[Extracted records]
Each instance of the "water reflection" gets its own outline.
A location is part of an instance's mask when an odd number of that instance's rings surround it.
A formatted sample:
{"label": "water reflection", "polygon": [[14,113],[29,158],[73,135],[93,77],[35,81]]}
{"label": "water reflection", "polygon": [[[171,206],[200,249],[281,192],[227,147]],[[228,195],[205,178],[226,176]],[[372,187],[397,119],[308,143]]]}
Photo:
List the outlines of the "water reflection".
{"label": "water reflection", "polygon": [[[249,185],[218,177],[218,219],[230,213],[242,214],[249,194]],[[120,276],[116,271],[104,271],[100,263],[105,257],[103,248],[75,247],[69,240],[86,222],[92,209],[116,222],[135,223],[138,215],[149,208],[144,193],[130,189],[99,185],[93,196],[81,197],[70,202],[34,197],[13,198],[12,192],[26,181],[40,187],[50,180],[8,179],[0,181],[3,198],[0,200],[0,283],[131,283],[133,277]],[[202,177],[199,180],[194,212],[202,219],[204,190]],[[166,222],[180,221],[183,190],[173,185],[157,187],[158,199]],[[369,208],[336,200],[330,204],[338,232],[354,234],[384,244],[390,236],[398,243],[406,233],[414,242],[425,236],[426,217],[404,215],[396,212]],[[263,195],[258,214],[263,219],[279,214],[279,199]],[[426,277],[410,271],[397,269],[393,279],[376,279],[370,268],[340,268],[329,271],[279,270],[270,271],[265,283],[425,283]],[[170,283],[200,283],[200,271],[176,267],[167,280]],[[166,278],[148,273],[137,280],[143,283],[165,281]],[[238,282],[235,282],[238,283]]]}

#### WHAT THIS TASK INVOLVES
Reproduce every line of the entries above, requests included, and add 106 to each polygon coordinate in the answers.

#### ANSWER IN FULL
Each instance of the "water reflection" gets its own outline.
A location is part of an instance's mask when an odd number of that instance's rings surround it.
A formatted sample:
{"label": "water reflection", "polygon": [[14,113],[29,158],[73,135],[93,77],[35,81]]}
{"label": "water reflection", "polygon": [[[171,206],[200,249],[281,192],[227,147]],[[228,195],[205,178],[226,176]],[[372,187],[397,119],[308,143]]]}
Photo:
List the outlines of the "water reflection".
{"label": "water reflection", "polygon": [[[355,291],[324,283],[324,325],[336,319],[348,320],[355,300]],[[226,382],[222,377],[210,377],[206,369],[211,363],[209,354],[181,353],[175,346],[192,328],[198,315],[222,328],[241,329],[244,321],[255,314],[250,299],[236,295],[205,291],[199,302],[187,303],[176,308],[140,303],[119,304],[118,298],[132,287],[146,293],[156,286],[114,285],[106,287],[109,304],[106,306],[106,389],[237,389],[239,383]],[[308,283],[305,286],[300,318],[308,325],[310,296]],[[272,328],[286,327],[289,296],[279,291],[263,293],[264,305]],[[475,314],[442,306],[436,310],[444,338],[460,340],[490,350],[496,342],[504,349],[512,339],[520,348],[531,342],[532,323],[510,321],[502,318]],[[369,301],[364,320],[369,325],[385,320],[385,305]],[[532,383],[516,377],[503,375],[499,385],[482,385],[476,374],[446,374],[435,377],[385,376],[376,377],[371,389],[531,389]],[[276,389],[306,389],[306,377],[282,373],[273,386]],[[272,384],[254,379],[243,386],[249,389],[271,387]],[[344,388],[341,388],[344,389]]]}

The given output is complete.